# [WORK TO DO]
1. In the page extract on global cuisine in the US, copy everything from "As foodies, most" down to "are a requirement.", but substitute "cookout" for "barbecue".
2. According to the page extract on global cuisine in the US, what are Millennials especially focusing on?

# [PAGE EXTRACT]
==*==

Global Cuisine in the US

Seafood

Vegetables

Beverages

Global Techniques for The American Restaurant

As foodies, most of us want to travel the world – To taste the pastries in Paris, to sample street food throughout Asia, to experience the flavors that are Latin America. Some of us get to do just that. Whether business trips or vacations take us abroad, we all try to find ourselves as guests at a foreign table. This quality that once made us unique and gave us great stories to tell our friends at the neighborhood barbecue has trickled into our nations restaurants. The demands for ethnic foods continue as Americans of all backgrounds discover more exotic flavors and innovative combinations. Millennials are especially looking for something different focusing on specialty and global cuisines. And there is no faking this international trend: Authenticity and traditional ingredients are a requirement.

==*==

[Entries from a point annotation set]

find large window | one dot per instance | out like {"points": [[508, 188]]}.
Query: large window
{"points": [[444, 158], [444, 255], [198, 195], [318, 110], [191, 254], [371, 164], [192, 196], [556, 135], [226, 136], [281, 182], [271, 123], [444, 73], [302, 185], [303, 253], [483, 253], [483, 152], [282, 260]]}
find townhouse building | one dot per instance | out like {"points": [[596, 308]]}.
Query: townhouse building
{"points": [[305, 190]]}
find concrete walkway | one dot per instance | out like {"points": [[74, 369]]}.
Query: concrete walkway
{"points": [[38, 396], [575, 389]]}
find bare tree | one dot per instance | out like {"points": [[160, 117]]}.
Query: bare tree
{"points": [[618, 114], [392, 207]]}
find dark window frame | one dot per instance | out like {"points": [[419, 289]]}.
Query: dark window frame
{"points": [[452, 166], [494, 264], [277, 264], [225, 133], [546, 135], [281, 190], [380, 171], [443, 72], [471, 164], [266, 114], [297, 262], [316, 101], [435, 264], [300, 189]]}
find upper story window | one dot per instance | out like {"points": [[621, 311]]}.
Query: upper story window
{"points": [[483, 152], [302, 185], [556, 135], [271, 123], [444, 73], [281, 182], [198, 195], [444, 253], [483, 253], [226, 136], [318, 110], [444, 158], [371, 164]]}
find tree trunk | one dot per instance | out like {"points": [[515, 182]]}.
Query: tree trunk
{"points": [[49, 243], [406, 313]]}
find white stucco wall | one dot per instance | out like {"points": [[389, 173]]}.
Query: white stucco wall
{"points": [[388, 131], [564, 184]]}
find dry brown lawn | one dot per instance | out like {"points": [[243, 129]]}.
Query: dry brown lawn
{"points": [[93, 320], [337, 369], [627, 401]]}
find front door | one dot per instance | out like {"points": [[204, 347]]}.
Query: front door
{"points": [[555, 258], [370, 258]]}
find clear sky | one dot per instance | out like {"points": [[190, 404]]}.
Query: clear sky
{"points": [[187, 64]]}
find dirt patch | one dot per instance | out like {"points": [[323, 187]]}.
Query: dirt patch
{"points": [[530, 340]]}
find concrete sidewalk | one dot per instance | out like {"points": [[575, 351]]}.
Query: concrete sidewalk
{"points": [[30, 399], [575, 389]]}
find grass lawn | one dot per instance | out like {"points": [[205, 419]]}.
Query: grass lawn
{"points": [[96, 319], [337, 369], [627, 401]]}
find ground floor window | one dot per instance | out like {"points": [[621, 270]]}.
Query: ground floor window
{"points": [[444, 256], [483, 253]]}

==*==

# [SOLUTIONS PER TASK]
1.
As foodies, most of us want to travel the world – To taste the pastries in Paris, to sample street food throughout Asia, to experience the flavors that are Latin America. Some of us get to do just that. Whether business trips or vacations take us abroad, we all try to find ourselves as guests at a foreign table. This quality that once made us unique and gave us great stories to tell our friends at the neighborhood cookout has trickled into our nations restaurants. The demands for ethnic foods continue as Americans of all backgrounds discover more exotic flavors and innovative combinations. Millennials are especially looking for something different focusing on specialty and global cuisines. And there is no faking this international trend: Authenticity and traditional ingredients are a requirement.

2. Specialty and global cuisines.